Picture region annotation data:
-------------------------

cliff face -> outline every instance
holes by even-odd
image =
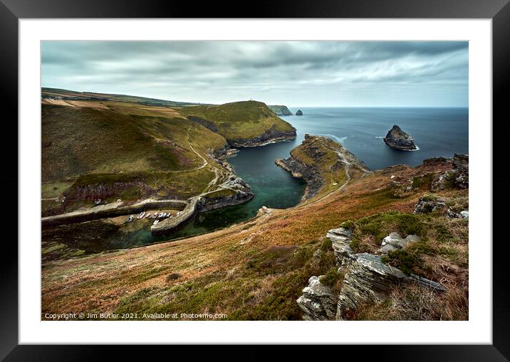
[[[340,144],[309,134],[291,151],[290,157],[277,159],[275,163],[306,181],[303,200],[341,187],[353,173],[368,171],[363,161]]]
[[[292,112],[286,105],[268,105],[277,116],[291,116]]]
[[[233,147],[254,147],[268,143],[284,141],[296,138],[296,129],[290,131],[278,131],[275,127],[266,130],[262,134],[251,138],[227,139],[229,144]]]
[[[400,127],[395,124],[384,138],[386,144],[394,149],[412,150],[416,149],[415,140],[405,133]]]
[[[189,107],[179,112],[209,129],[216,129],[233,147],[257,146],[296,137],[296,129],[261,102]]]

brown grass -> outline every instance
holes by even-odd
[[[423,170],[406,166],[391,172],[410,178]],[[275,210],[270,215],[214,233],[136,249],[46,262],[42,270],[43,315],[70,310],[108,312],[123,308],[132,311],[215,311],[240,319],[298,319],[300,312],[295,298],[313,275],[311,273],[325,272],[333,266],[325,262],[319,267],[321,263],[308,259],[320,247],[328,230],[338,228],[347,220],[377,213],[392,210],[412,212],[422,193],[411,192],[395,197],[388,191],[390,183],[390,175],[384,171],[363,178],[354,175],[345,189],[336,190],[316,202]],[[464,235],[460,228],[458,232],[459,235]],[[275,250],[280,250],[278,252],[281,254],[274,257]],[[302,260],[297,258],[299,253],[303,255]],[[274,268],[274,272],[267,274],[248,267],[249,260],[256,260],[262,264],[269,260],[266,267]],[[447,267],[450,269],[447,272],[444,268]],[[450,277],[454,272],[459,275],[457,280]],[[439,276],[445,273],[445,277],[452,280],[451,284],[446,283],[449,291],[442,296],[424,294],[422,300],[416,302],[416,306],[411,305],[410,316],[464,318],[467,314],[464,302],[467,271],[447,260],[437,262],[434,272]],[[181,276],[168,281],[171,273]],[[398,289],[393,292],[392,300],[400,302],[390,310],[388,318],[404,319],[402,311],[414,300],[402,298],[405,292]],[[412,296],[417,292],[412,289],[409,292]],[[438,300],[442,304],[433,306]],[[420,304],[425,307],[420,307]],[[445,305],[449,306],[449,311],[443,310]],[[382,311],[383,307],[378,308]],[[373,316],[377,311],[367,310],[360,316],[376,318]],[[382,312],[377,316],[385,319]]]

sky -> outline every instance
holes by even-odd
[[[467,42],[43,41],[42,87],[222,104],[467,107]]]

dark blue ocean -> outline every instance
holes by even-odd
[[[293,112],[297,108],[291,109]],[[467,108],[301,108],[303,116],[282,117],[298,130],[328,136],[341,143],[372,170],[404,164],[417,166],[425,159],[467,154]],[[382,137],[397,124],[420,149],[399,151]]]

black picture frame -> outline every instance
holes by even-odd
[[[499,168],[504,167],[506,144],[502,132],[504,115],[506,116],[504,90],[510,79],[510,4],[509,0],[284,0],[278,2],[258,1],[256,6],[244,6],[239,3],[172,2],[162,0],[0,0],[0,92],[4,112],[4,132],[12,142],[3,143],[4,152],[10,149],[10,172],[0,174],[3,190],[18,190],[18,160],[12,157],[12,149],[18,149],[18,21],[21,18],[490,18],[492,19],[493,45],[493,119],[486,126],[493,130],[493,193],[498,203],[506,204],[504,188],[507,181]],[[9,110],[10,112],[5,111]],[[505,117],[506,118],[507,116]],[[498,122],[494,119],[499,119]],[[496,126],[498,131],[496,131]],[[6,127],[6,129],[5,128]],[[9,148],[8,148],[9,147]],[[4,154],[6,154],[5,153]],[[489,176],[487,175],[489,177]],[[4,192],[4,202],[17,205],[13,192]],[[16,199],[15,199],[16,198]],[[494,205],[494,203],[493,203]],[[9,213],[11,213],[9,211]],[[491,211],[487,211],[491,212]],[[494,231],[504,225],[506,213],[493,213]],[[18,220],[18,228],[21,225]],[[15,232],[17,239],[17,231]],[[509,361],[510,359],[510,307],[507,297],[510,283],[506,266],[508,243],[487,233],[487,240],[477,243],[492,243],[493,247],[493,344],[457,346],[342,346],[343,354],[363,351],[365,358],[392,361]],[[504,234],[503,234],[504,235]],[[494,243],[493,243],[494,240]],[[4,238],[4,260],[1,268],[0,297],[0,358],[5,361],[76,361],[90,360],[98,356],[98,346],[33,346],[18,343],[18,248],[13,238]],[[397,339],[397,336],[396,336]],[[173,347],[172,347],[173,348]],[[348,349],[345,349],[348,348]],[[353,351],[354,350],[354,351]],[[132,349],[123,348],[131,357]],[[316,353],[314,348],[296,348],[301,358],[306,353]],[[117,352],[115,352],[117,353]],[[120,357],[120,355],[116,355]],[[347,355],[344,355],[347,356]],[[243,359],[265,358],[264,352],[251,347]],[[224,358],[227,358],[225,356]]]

-------------------------

» EXERCISE PROMPT
Your task is to retype all the entries exactly and leave out any pictures.

» EXERCISE SOLUTION
cliff face -> outline every instance
holes by even-odd
image =
[[[340,144],[309,134],[291,151],[290,157],[277,159],[275,163],[306,181],[303,200],[341,187],[353,173],[368,171],[363,161]]]
[[[292,112],[286,105],[268,105],[277,116],[291,116]]]
[[[233,147],[254,147],[268,143],[284,141],[296,138],[296,129],[290,131],[278,131],[275,127],[266,130],[262,134],[251,138],[227,139],[229,144]]]
[[[400,127],[395,124],[384,138],[386,144],[394,149],[412,150],[416,149],[415,140],[405,133]]]
[[[189,107],[179,112],[209,129],[216,129],[233,147],[257,146],[296,137],[296,129],[261,102]]]

brown grass -> outline every instance
holes by even-odd
[[[423,170],[406,166],[391,172],[410,178]],[[275,210],[270,215],[214,233],[136,249],[46,262],[42,270],[43,315],[70,310],[108,312],[123,308],[132,311],[215,311],[240,319],[298,319],[300,312],[295,298],[313,275],[311,273],[325,272],[333,266],[325,262],[319,267],[321,263],[308,259],[320,247],[328,230],[338,228],[347,220],[377,213],[392,210],[412,212],[422,193],[411,192],[395,197],[388,191],[390,183],[390,175],[384,171],[363,178],[354,175],[345,189],[336,190],[316,202]],[[464,235],[460,228],[458,232],[459,235]],[[275,250],[280,250],[278,252],[281,254],[274,257]],[[302,260],[297,258],[299,253],[303,255]],[[274,268],[274,272],[267,274],[248,267],[249,260],[256,260],[262,264],[269,260],[266,267]],[[447,267],[450,269],[447,272],[444,268]],[[450,277],[454,272],[459,275],[457,280]],[[439,276],[445,273],[445,277],[452,280],[451,284],[446,283],[449,291],[442,296],[424,294],[422,300],[416,302],[416,306],[411,305],[410,316],[464,318],[467,314],[464,302],[467,271],[447,260],[437,262],[434,272]],[[181,276],[168,281],[171,273]],[[398,289],[393,292],[392,300],[400,302],[390,310],[388,318],[404,319],[402,311],[414,300],[402,298],[405,292]],[[412,296],[417,292],[412,289],[409,292]],[[438,300],[442,304],[433,306]],[[420,304],[425,307],[420,307]],[[445,305],[449,306],[449,311],[443,310]],[[382,311],[383,307],[378,308]],[[373,316],[377,311],[367,310],[360,316],[376,318]],[[382,312],[377,316],[385,319]]]

sky -> outline every instance
holes by even-odd
[[[467,42],[43,41],[42,87],[222,104],[467,107]]]

dark blue ocean -> outline every instance
holes by even-odd
[[[293,112],[297,108],[291,109]],[[467,108],[301,108],[303,116],[282,117],[298,130],[328,136],[341,143],[372,170],[404,164],[417,166],[425,159],[467,154]],[[382,137],[397,124],[420,149],[399,151]]]

black picture frame -> outline every instance
holes by even-odd
[[[499,168],[504,167],[506,144],[502,132],[504,115],[506,116],[504,90],[510,79],[510,4],[509,0],[284,0],[278,2],[258,1],[256,6],[244,6],[239,3],[172,2],[162,0],[0,0],[0,92],[4,112],[4,132],[12,142],[3,143],[4,152],[10,149],[10,172],[0,174],[3,190],[18,190],[18,160],[12,157],[12,149],[18,149],[18,21],[21,18],[490,18],[492,19],[493,45],[493,119],[486,126],[493,130],[493,193],[498,203],[506,204],[504,188],[507,181]],[[9,110],[10,112],[5,111]],[[505,117],[506,118],[507,116]],[[498,122],[494,119],[499,119]],[[496,126],[498,131],[496,131]],[[6,127],[6,129],[5,128]],[[9,148],[8,148],[9,147]],[[4,154],[6,154],[5,153]],[[489,176],[487,175],[489,177]],[[4,192],[4,202],[17,205],[13,192]],[[16,199],[15,199],[16,198]],[[494,205],[494,203],[493,203]],[[9,213],[11,213],[9,211]],[[491,211],[487,211],[491,212]],[[494,231],[504,225],[506,213],[493,213]],[[18,220],[18,228],[21,225]],[[15,232],[17,239],[17,231]],[[509,361],[510,359],[510,307],[507,297],[510,283],[506,266],[508,243],[487,233],[487,240],[477,243],[492,243],[493,247],[493,344],[457,346],[342,346],[343,354],[363,351],[365,358],[392,361]],[[504,234],[503,234],[504,235]],[[494,243],[493,243],[494,240]],[[4,238],[4,260],[1,268],[0,297],[0,358],[5,361],[76,361],[90,360],[98,356],[98,346],[33,346],[18,343],[18,248],[13,238]],[[397,339],[397,336],[396,336]],[[173,347],[172,347],[173,348]],[[348,349],[345,349],[348,348]],[[353,351],[354,350],[354,351]],[[132,349],[123,348],[131,357]],[[316,353],[314,348],[296,348],[301,358],[306,353]],[[117,352],[115,352],[117,353]],[[120,357],[120,355],[116,355]],[[347,355],[344,355],[347,356]],[[243,359],[265,358],[264,352],[251,347]],[[224,358],[227,358],[225,356]]]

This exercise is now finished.